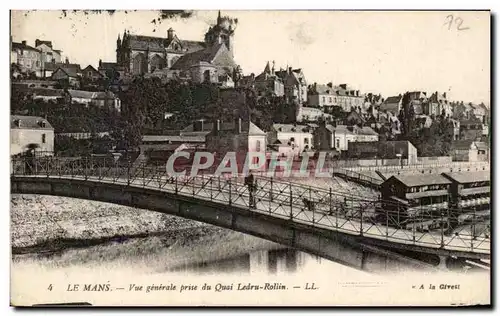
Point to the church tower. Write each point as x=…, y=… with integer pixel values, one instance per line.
x=222, y=32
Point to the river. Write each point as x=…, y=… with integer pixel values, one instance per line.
x=178, y=250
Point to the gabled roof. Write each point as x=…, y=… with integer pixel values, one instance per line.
x=461, y=144
x=160, y=44
x=91, y=95
x=91, y=68
x=291, y=128
x=323, y=89
x=47, y=92
x=107, y=65
x=482, y=146
x=23, y=47
x=205, y=55
x=30, y=122
x=70, y=72
x=255, y=130
x=469, y=177
x=394, y=99
x=415, y=180
x=40, y=42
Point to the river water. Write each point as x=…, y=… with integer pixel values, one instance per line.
x=229, y=260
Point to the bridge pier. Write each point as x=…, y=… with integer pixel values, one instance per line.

● **WHAT TO WORK ON**
Please set the records down again exactly as written. The pictures should not be included.

● **TASK RESPONSE**
Point to the church tower. Write each point as x=…, y=… with integer pixel values, one instance per line.
x=222, y=32
Point to the river. Write each point as x=…, y=… with integer pixel values, one instance per line.
x=178, y=250
Point to the gabled roof. Write each point as x=…, y=… with integer pixel values, one instance per line.
x=461, y=144
x=160, y=44
x=91, y=95
x=91, y=68
x=291, y=128
x=323, y=89
x=47, y=92
x=107, y=65
x=482, y=146
x=23, y=47
x=205, y=55
x=30, y=122
x=70, y=72
x=255, y=130
x=469, y=177
x=394, y=99
x=415, y=180
x=40, y=42
Point to the river water. Write each point as x=…, y=… with integer pixel values, one instance per line.
x=229, y=260
Point to the bridge pier. Write each point as x=…, y=… with integer pixel values, one instance per line.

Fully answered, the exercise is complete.